WORK ITEM:
From the listing below, copy every line with the word "rear".

GIVEN INFORMATION:
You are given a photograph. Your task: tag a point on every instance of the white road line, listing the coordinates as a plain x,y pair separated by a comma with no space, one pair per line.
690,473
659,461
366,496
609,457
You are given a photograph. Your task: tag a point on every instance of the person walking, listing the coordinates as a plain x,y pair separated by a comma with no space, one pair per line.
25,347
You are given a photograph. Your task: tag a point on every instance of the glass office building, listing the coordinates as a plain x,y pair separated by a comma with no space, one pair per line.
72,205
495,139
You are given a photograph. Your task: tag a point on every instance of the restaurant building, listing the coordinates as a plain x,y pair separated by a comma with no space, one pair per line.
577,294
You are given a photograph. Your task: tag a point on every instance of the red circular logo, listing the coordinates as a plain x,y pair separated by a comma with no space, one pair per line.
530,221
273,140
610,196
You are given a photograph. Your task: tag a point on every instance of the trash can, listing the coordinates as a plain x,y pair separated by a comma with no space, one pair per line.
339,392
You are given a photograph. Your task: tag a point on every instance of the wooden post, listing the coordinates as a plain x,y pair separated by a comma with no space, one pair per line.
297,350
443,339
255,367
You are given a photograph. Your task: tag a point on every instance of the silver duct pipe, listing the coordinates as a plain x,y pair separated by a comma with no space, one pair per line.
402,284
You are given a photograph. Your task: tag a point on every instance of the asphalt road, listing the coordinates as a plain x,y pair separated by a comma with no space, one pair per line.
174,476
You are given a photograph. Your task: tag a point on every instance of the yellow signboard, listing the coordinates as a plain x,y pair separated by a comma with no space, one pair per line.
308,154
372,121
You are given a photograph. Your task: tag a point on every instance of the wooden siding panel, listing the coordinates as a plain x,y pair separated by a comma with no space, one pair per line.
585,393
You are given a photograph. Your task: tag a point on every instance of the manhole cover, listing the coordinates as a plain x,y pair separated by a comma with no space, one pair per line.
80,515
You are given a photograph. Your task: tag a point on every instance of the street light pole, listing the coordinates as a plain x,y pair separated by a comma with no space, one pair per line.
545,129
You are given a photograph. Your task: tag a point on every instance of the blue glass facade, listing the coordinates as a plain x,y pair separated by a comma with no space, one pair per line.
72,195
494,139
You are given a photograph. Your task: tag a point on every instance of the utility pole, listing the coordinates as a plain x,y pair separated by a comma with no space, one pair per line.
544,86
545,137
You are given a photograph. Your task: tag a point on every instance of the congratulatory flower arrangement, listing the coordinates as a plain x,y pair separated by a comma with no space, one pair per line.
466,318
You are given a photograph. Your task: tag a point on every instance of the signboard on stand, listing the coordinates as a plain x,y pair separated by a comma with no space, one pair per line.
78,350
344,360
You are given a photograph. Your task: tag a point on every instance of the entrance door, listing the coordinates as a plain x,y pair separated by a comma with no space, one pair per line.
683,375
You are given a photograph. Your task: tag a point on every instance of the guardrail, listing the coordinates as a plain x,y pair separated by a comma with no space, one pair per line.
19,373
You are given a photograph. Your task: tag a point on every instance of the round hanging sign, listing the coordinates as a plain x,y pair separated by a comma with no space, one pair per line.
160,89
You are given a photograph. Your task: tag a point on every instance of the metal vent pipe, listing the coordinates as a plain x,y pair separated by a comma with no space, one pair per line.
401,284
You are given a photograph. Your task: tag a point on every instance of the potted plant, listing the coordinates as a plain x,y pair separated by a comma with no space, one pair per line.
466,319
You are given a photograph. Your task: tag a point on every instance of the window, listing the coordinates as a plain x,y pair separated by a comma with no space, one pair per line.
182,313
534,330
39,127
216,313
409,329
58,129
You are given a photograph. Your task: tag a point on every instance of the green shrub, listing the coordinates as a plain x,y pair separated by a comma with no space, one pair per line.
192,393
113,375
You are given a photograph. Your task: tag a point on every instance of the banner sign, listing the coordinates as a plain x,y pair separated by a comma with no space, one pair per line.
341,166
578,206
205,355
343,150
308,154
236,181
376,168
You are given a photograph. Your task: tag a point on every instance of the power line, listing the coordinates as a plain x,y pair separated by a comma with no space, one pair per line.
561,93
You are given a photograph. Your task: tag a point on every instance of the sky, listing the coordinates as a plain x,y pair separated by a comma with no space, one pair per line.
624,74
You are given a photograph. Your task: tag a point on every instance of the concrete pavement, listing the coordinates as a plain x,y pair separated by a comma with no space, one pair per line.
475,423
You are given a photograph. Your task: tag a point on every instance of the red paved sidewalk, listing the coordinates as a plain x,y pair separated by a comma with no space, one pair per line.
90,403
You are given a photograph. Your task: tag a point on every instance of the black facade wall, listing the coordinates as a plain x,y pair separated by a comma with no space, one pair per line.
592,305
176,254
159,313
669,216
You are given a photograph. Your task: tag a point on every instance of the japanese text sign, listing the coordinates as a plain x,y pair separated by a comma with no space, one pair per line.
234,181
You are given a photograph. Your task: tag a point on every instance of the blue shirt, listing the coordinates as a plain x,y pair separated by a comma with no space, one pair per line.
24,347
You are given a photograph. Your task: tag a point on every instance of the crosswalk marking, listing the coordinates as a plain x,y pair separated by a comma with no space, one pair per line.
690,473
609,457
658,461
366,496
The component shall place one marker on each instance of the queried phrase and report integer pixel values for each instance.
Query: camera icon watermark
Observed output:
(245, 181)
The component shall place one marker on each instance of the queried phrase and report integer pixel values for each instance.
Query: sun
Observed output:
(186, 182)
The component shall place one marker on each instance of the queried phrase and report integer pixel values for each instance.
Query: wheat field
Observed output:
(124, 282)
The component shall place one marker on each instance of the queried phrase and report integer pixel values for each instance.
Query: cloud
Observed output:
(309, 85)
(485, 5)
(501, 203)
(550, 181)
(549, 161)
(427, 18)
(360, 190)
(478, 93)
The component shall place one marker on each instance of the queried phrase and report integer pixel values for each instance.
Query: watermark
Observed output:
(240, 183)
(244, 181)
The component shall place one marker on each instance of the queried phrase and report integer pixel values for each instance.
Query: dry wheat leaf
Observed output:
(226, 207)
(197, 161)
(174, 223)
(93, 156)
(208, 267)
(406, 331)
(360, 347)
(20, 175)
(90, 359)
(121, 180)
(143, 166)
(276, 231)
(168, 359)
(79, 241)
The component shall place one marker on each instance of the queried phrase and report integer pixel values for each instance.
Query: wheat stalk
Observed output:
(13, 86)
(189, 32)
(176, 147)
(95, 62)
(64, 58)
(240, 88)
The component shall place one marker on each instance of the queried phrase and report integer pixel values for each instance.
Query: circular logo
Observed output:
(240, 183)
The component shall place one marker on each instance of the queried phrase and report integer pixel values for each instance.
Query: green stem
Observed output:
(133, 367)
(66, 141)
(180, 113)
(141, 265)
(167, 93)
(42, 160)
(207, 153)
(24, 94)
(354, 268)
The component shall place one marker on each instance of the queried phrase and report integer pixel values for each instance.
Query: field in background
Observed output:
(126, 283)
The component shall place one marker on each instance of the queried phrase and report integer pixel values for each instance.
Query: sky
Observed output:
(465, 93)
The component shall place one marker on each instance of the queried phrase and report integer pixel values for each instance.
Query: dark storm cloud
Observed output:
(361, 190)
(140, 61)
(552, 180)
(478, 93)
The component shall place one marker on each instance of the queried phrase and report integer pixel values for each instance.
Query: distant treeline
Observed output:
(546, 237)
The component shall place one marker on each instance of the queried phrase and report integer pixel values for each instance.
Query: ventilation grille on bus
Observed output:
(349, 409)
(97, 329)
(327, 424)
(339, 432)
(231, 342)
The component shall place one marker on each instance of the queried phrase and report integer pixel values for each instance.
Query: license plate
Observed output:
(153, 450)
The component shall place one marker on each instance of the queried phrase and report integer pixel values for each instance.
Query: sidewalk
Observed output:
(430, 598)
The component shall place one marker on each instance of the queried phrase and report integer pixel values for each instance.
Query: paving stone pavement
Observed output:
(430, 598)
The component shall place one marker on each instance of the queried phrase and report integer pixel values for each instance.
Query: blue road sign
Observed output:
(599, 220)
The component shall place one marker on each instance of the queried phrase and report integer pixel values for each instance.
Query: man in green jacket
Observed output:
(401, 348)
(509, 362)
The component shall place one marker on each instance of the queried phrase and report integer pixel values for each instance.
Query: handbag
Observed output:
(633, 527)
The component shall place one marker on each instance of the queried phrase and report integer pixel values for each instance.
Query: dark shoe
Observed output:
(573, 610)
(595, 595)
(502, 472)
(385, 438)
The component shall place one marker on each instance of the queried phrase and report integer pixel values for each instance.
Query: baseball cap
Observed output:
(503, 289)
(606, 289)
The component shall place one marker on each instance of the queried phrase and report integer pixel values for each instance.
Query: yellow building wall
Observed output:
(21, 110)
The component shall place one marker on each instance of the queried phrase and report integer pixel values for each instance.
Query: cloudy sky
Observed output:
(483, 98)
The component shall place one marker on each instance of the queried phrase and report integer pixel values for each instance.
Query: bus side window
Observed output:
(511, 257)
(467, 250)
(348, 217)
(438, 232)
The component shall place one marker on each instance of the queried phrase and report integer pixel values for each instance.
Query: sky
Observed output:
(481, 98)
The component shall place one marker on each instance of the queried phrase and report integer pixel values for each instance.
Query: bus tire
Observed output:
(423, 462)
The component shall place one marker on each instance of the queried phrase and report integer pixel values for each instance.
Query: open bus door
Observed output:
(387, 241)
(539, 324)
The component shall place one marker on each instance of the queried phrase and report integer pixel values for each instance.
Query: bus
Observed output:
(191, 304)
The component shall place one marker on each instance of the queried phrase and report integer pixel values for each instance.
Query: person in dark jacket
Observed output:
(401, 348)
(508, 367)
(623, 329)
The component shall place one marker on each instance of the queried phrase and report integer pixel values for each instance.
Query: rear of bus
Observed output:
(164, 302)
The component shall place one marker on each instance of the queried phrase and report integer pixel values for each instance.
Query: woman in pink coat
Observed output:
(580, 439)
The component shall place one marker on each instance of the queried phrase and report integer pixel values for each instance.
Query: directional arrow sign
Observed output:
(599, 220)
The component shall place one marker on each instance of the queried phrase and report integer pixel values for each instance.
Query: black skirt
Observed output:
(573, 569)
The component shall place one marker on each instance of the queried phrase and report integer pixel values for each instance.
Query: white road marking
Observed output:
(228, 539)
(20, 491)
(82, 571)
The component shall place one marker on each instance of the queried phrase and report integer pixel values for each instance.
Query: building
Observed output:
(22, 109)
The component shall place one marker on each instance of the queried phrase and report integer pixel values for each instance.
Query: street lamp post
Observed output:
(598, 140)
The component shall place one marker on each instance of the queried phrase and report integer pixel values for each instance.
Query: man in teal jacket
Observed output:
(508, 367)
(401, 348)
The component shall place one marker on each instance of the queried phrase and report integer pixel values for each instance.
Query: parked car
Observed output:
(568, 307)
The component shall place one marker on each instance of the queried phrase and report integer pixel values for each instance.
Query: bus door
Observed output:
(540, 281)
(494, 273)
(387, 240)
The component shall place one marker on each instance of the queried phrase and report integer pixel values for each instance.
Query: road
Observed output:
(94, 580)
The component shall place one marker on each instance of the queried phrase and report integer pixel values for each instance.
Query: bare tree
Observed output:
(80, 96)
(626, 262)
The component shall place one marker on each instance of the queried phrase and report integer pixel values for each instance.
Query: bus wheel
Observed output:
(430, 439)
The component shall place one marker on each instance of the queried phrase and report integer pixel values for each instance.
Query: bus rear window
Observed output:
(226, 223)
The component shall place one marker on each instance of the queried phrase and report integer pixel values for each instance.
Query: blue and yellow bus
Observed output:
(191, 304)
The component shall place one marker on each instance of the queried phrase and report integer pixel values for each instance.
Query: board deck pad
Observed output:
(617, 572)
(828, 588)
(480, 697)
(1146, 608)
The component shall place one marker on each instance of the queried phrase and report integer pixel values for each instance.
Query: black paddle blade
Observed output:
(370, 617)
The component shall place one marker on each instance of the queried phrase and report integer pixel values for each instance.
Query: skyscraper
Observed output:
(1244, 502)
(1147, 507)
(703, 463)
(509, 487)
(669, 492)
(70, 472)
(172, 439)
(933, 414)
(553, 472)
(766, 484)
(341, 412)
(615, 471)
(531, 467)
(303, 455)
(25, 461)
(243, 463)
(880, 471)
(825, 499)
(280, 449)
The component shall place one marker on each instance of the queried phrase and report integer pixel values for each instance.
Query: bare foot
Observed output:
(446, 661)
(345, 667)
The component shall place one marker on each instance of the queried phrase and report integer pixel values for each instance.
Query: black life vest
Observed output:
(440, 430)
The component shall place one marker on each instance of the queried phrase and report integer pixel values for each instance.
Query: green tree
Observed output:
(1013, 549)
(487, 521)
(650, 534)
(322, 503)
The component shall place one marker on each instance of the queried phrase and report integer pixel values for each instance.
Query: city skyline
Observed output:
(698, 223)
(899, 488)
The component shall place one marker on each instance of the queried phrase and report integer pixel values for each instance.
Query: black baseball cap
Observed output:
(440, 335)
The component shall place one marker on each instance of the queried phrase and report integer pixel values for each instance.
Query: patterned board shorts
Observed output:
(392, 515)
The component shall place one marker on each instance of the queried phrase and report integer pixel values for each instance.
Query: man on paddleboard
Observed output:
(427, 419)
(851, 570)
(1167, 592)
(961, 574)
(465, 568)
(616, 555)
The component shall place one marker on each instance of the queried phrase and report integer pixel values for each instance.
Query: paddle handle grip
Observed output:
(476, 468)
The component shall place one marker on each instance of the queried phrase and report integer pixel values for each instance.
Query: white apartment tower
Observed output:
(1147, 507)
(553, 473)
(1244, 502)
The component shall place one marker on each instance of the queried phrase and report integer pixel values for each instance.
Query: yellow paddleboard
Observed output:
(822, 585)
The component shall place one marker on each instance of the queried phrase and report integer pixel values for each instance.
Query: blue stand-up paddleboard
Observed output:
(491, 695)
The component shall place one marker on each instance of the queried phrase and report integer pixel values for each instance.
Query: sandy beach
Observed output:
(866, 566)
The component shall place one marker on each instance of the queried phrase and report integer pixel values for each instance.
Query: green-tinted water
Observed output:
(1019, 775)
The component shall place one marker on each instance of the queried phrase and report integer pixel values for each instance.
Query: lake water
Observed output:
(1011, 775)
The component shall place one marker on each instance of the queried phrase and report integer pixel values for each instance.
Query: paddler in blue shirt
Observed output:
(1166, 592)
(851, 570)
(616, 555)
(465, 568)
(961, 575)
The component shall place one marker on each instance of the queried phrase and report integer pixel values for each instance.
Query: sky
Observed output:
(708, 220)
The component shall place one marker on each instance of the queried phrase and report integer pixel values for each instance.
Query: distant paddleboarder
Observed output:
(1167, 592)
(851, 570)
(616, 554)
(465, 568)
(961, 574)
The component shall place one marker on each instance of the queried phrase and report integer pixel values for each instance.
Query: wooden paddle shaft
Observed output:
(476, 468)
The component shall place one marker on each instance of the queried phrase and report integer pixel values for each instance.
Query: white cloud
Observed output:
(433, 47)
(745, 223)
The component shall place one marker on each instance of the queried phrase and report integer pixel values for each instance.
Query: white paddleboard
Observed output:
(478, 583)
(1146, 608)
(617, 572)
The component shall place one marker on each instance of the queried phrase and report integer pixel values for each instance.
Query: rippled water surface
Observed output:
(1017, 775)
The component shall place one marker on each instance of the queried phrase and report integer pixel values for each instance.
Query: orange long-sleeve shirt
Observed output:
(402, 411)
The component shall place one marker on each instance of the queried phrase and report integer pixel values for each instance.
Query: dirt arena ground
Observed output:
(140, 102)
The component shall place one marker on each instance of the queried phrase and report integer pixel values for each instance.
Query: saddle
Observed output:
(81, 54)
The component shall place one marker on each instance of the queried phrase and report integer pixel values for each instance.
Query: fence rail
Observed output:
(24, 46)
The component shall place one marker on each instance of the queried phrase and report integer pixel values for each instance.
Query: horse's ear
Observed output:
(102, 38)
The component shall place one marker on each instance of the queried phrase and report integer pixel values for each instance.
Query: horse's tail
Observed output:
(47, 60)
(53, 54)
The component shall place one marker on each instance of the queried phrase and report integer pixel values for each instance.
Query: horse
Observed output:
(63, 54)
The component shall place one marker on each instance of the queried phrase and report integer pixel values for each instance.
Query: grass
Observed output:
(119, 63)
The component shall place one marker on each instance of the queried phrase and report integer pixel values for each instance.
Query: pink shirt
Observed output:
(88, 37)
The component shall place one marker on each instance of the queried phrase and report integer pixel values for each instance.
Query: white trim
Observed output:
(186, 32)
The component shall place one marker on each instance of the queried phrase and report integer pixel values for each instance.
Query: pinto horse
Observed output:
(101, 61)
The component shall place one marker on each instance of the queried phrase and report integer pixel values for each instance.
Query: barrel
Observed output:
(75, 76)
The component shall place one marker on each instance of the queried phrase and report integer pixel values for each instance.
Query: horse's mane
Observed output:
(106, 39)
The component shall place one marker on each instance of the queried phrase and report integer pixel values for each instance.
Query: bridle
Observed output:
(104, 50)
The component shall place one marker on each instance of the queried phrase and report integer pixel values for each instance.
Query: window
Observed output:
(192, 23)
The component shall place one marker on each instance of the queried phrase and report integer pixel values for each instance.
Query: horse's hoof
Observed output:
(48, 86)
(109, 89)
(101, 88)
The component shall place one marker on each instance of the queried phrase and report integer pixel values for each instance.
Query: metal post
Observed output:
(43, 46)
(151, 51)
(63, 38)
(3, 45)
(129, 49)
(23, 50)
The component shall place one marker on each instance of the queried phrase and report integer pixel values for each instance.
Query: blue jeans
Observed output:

RESPONSE BOX:
Query: rear of bus
Query: bus rear window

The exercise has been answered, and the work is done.